* Start Quoted text *

The dispute has turned into a gauge of how France, and perhaps the rest of Europe, will mediate a struggle between telecommunications providers against Internet companies like Google (GOOG), which generate billions of dollars in revenue from traffic that travels freely on their networks.

European telecommunications companies want a share of that money, saying they need it to finance investments in faster broadband networks -- and, as the latest incident shows, they are willing to flex their muscles to get it.

Until now, European regulators have taken a laissez-faire approach, in contrast to the U.S. Federal Communications Commission, which has imposed guidelines barring operators of fixed-line broadband networks from blocking access to sites providing lawful content.

On Monday, Fleur Pellerin, the French minister for the digital economy, said she had persuaded the Internet service provider, Free, to restore full access. The company, which has long balked at carrying the huge volume of traffic from sites owned by Google without compensation, had moved last week to block online ads when it introduced a new version of its Internet access software.

"An Internet service provider cannot unilaterally implement such blocking," Pellerin said at a news conference Monday, after meetings with online publishing and advertising groups, which had complained about a possible loss of revenue.

While she acknowledged that it could be annoying "when five ads pop up on a site," she added that advertising should not be treated differently from other kinds of content. "This kind of blocking is inconsistent with a free and open Internet, to which I am very attached."

While rejecting the initiative by Free, Pellerin said it was legitimate for the company to raise the question of who should pay for expensive network upgrades to handle growing volumes of Internet traffic.

French Internet analysts said advertisements appearing on Google-owned sites or distributed by Google appeared to have been the only ones affected -- fueling speculation that the move was a tactic to try to get Google to share some of its advertising revenue with Internet service providers. Google's YouTube video-sharing site is the biggest bandwidth user among Internet companies.

* End Quoted text *
* Start Supplied entries *

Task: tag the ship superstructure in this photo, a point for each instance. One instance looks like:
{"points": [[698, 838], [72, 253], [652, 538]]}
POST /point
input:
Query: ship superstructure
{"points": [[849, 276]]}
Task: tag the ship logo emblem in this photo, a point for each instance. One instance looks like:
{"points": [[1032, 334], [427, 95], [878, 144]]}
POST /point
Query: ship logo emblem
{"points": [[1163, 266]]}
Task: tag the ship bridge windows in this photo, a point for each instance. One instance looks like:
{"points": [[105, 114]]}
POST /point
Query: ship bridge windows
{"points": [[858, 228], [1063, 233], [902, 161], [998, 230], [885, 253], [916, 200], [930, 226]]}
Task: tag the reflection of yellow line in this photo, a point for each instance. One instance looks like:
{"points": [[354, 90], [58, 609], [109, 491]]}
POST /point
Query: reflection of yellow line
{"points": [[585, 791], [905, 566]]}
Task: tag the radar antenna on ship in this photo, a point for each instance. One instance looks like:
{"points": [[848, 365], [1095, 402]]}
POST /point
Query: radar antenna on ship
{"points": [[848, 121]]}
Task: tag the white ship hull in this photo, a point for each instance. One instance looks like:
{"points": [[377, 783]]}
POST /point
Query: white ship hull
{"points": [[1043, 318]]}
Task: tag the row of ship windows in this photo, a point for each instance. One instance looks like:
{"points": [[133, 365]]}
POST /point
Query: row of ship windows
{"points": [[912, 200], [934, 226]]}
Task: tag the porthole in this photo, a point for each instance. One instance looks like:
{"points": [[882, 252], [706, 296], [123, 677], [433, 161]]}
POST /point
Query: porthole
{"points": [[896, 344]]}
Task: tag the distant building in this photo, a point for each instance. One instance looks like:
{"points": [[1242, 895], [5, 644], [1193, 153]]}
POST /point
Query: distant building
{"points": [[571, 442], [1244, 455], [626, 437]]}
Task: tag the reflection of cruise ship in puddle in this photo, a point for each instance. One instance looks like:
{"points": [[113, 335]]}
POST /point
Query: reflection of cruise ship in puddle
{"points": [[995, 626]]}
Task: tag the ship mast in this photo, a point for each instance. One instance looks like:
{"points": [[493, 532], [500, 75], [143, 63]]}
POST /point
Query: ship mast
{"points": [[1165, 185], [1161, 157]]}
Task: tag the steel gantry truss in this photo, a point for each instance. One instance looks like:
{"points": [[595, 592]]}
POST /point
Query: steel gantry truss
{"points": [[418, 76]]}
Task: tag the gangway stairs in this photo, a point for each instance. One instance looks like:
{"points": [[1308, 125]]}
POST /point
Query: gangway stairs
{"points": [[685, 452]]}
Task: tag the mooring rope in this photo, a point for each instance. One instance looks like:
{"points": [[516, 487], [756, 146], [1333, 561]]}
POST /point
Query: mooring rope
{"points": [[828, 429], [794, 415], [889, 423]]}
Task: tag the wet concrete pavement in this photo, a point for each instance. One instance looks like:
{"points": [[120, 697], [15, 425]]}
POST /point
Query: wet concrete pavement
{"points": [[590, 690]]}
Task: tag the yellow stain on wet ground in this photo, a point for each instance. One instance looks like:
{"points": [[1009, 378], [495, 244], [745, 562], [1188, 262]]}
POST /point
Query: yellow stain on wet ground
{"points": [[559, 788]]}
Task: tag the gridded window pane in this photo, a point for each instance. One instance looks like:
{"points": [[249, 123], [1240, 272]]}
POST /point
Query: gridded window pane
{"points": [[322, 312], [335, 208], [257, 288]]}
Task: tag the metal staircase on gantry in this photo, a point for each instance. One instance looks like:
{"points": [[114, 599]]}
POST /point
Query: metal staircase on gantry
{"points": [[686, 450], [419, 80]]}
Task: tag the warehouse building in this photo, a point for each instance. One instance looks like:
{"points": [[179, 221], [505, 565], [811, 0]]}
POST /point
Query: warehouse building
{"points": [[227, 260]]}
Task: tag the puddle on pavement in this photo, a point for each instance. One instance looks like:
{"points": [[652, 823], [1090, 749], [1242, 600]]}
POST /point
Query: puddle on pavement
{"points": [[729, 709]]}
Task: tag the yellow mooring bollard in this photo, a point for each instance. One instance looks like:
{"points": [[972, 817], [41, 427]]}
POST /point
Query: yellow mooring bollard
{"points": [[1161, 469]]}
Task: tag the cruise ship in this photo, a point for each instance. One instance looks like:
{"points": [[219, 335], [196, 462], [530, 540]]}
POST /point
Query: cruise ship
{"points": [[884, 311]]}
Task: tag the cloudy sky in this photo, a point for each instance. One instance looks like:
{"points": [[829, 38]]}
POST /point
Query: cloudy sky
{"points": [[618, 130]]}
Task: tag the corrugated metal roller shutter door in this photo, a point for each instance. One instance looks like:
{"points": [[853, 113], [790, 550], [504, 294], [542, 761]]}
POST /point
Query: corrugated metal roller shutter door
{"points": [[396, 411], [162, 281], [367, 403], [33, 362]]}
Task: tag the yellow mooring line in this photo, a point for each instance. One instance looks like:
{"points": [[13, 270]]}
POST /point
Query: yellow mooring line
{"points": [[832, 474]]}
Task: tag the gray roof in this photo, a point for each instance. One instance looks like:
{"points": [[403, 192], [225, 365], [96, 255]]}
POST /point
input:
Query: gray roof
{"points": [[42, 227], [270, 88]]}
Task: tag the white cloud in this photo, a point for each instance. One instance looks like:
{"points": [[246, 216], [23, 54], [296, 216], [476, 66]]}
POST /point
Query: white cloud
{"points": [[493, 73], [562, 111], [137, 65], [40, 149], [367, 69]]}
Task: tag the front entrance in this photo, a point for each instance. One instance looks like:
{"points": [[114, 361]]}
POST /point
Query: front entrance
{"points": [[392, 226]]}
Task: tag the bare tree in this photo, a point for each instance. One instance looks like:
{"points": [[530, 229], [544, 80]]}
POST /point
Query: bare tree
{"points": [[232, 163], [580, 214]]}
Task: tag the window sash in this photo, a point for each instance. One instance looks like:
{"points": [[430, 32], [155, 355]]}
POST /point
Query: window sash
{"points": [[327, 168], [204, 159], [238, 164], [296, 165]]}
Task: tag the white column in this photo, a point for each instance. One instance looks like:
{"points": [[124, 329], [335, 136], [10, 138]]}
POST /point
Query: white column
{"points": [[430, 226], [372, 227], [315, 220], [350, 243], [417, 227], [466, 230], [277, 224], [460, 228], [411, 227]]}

* End Supplied entries *

§ Work instructions: List every company, government agency, and website that the news text about Free's blocking of online ads mentions by name. The records were taken from a separate source.

§ Answer for this exercise: Google, Free, the U.S. Federal Communications Commission, YouTube